● PROBLEM: Can you give the material again, from its start through the line containing "[[19, 198], [253, 319], [121, 303]]" (including that line), swapping "photo" for "image", changing nothing else and leaving out the pictures?

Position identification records

● ● ● ● ●

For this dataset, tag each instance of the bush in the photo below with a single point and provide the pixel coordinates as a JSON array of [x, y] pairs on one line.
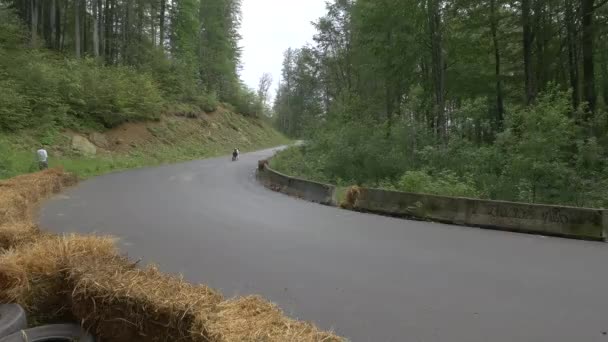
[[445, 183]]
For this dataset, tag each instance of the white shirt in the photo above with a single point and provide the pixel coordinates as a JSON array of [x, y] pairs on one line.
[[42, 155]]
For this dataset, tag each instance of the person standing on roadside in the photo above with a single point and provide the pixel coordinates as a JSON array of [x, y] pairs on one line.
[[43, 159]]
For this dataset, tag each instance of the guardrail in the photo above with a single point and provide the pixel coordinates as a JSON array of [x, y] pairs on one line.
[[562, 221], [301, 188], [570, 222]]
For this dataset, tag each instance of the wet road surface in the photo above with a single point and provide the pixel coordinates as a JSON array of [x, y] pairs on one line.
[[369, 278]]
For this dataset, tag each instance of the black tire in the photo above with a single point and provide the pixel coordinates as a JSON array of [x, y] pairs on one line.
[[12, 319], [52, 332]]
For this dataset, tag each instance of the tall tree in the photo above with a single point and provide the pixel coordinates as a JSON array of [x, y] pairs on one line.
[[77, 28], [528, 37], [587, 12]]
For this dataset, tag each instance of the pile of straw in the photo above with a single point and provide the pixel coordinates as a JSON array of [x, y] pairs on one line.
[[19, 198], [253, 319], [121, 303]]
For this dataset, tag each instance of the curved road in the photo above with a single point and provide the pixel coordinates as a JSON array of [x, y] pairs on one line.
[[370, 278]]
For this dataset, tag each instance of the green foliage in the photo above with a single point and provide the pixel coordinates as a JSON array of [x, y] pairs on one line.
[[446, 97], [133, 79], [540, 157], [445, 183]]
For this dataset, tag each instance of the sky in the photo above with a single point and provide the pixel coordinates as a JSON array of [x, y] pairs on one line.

● ● ● ● ●

● SOLUTION TO THIS TASK:
For this dataset, tag each instance of the bush in the image below with a single point and provide the pixel coordinates as a JSON array of [x, y] pairs on one line.
[[445, 183]]
For this dataset, tag each instance of the white shirt in the image above with a single point and provide the pixel coordinates as a JSON array of [x, y] pairs on one line.
[[42, 155]]
For this dataset, tag each instance of the person standing on roadside in the image above with a single point and provide the pixel coordinates as a JSON array of [x, y] pairs on one line.
[[43, 159]]
For this dataset, tag each instance of the guardrail in the image above with a single point and provide the pixel coordinates as a JSON array of [x, y] pairs on one line.
[[562, 221], [301, 188], [570, 222]]
For this dataset, tag each instance of the wet road surface in the image above with a single point and provide the pixel coordinates as a JSON array of [x, y] pairs on one line.
[[369, 278]]
For this dataset, tag each instance of the black tire in the image above with a single point and provide the pixel coordinates as a JSON array of [x, y] pairs on one line.
[[12, 319], [52, 332]]
For this dataset, tag each instance of the tall tree in the image above with a single point and provide the pixel coordinates as a JSON array of [x, y] pairs on one line.
[[77, 28], [528, 37], [587, 12]]
For this dataset, tag each instance of the pile of straw in the image above with a single point and provide the pixel coordinates as a JSON array of [x, y] pairs on one line.
[[19, 198], [253, 319], [121, 303]]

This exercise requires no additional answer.